■ WORK ORDER ■
If a line in the data has the string "shadow", please show it.

■ RECORDS SHOWN ■
══════════════════════════════
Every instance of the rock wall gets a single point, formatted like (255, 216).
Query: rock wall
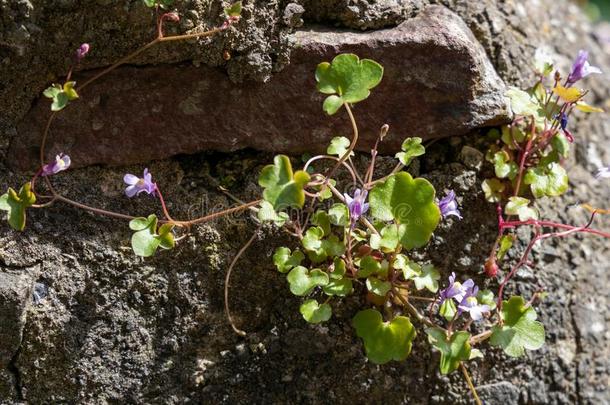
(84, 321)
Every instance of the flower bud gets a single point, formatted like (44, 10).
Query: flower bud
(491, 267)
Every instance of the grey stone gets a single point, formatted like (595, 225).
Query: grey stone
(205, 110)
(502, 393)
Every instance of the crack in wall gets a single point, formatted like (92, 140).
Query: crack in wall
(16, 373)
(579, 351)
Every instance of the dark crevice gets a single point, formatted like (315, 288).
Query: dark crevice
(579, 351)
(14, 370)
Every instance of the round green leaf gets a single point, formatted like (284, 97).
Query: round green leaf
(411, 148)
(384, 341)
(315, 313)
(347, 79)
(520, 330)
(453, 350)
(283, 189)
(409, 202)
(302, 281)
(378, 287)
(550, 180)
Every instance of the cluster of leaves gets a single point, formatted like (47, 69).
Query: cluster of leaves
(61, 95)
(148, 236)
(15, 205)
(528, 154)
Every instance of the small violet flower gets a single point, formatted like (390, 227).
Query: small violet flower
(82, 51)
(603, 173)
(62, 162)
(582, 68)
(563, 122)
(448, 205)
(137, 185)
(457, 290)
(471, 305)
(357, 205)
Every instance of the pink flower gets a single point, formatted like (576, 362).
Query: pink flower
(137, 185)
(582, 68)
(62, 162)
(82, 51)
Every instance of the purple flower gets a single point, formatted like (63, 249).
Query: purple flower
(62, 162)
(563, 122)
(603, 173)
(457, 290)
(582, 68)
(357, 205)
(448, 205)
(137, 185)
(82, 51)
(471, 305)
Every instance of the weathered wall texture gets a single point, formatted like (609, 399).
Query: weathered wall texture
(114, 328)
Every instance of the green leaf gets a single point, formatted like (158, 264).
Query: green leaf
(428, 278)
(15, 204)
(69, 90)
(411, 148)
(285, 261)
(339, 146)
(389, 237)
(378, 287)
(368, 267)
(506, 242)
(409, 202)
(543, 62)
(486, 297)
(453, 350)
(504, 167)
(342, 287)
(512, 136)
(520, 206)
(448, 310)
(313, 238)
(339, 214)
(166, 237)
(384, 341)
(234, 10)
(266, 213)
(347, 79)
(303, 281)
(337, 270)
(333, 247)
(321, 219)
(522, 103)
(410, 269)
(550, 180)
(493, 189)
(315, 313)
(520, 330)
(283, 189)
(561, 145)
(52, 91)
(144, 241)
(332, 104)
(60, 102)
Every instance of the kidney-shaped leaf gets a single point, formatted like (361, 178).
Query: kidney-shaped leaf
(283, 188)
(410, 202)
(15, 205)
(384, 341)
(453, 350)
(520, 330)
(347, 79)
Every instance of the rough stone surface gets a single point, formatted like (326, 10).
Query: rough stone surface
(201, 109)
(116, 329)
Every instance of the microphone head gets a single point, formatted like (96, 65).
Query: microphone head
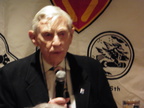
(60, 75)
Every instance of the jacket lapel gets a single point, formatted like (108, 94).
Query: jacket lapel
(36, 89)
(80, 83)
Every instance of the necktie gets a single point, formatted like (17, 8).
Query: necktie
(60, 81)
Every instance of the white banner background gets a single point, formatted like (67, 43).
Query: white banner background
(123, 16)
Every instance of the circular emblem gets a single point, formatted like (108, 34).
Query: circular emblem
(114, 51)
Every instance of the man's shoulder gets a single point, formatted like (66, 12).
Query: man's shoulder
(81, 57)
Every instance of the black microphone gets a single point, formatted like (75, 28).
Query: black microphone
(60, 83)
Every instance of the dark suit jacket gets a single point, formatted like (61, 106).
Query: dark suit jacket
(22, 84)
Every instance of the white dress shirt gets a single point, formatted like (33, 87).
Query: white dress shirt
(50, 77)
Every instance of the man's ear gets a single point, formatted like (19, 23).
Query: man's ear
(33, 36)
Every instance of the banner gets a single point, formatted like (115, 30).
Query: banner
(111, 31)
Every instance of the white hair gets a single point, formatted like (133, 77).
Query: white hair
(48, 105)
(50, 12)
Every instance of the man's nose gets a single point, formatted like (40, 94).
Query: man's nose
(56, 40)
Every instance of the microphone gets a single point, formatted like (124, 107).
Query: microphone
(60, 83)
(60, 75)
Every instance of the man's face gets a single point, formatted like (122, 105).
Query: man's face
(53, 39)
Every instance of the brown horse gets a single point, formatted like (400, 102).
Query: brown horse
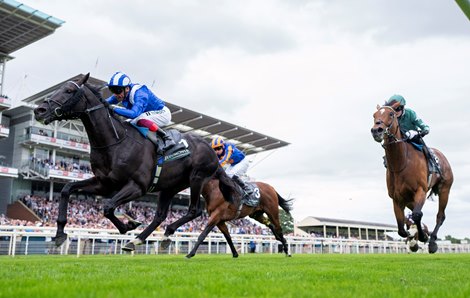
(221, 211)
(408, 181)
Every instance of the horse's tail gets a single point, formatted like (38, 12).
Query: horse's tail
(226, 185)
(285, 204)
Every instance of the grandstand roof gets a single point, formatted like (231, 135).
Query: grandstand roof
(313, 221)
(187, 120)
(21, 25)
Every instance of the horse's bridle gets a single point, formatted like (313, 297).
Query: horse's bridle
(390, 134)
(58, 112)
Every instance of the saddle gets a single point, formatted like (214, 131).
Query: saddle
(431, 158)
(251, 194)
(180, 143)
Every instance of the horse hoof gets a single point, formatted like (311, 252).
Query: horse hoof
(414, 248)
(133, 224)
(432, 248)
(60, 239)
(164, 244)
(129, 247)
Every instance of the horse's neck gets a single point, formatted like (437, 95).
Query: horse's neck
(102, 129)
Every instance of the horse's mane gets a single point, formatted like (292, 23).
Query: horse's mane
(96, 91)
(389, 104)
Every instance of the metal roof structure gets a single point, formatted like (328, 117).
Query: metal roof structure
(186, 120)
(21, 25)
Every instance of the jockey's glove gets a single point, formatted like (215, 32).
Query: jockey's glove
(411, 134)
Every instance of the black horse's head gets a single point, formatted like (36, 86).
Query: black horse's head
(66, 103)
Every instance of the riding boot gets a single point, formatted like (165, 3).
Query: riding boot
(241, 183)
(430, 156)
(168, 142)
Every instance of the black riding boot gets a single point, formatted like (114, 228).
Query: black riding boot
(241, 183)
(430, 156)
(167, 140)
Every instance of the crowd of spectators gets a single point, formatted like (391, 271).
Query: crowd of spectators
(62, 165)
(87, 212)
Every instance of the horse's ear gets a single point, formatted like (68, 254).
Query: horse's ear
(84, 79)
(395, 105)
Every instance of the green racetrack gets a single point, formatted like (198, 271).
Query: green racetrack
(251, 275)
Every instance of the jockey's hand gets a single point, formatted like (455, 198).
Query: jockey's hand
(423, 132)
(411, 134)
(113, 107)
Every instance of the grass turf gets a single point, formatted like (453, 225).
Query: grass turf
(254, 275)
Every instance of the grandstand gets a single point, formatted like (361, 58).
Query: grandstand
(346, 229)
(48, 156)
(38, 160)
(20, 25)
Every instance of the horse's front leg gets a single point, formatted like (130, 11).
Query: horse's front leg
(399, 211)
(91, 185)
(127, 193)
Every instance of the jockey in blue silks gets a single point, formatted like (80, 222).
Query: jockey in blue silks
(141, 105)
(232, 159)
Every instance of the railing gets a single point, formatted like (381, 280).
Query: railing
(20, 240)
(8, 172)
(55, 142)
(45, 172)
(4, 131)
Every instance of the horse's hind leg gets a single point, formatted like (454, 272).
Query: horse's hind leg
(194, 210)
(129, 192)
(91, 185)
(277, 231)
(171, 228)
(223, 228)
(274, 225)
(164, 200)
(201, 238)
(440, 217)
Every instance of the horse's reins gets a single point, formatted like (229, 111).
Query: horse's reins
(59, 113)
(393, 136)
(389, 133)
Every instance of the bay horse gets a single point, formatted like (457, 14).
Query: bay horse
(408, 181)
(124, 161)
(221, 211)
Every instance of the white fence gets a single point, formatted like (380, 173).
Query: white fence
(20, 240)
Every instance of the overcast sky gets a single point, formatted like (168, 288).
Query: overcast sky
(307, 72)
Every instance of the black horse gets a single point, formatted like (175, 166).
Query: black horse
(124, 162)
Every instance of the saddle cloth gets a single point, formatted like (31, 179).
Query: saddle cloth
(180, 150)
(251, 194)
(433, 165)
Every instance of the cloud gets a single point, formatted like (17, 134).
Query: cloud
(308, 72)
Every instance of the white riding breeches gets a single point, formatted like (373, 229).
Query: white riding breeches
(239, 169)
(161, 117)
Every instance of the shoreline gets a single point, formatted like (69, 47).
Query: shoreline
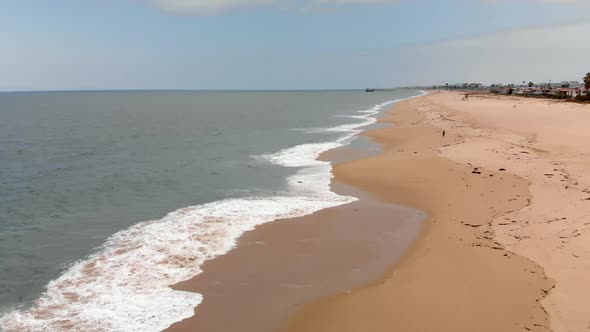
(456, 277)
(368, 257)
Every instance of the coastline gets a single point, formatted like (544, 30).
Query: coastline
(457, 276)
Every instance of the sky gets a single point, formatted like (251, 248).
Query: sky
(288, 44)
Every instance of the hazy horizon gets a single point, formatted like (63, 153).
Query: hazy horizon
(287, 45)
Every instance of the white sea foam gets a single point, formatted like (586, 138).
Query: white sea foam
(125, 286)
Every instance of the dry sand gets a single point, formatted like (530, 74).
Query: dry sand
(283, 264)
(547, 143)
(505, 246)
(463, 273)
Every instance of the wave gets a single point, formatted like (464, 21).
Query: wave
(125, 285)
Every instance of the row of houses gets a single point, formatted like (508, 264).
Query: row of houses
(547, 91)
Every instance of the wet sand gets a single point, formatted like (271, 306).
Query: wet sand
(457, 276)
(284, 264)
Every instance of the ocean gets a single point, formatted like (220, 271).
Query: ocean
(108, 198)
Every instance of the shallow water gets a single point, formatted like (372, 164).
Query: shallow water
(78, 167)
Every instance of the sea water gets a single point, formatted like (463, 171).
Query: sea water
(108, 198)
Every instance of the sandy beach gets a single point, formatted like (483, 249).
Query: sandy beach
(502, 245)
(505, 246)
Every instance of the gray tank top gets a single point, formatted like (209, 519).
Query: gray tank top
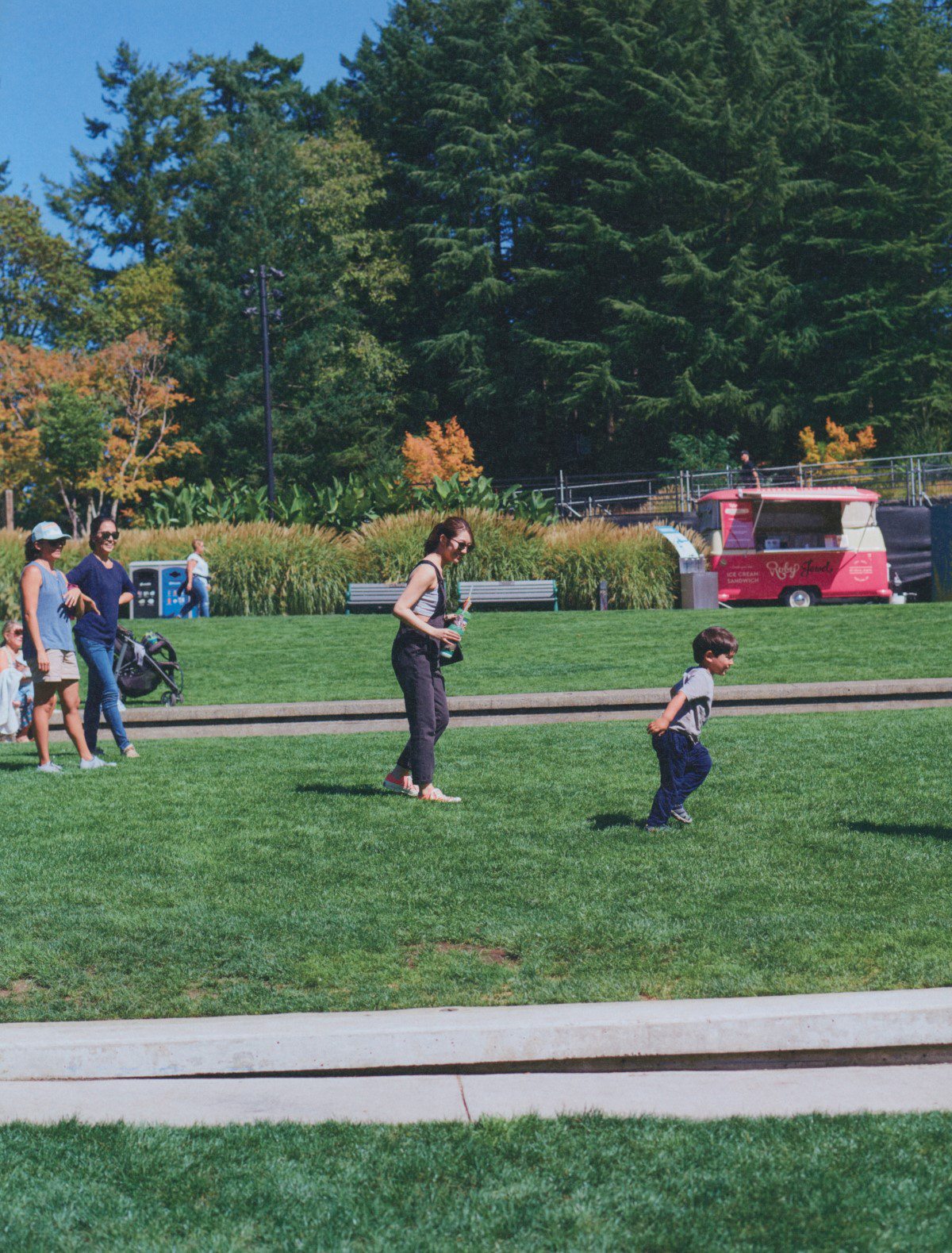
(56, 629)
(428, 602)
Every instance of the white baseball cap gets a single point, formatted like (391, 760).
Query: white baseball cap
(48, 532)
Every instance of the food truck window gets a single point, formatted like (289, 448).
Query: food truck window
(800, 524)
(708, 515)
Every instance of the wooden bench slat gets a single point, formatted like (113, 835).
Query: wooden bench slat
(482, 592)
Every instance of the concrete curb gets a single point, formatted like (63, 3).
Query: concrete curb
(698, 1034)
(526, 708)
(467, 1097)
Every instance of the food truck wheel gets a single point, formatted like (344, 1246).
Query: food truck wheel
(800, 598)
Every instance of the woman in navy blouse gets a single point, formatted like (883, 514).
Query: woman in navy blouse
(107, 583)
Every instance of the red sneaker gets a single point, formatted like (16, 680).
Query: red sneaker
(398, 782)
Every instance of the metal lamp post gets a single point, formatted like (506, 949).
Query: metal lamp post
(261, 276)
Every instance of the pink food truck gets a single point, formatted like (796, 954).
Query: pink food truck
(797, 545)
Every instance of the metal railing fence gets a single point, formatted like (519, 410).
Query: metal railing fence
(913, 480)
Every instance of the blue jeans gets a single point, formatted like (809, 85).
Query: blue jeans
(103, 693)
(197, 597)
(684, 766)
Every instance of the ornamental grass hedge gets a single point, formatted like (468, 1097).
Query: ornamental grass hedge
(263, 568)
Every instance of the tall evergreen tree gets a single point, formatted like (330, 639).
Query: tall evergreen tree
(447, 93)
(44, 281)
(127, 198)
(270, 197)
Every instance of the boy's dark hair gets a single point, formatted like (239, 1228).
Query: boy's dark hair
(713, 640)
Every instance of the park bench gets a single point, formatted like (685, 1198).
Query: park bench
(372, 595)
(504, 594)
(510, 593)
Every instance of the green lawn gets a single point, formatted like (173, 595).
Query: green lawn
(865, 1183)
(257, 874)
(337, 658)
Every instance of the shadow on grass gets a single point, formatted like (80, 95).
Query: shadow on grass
══════════════════════════════
■ SOLUTION TO THIS EXERCISE ■
Every instance of the shadow on grass gets a single point, formatted like (80, 95).
Query: shadow on grass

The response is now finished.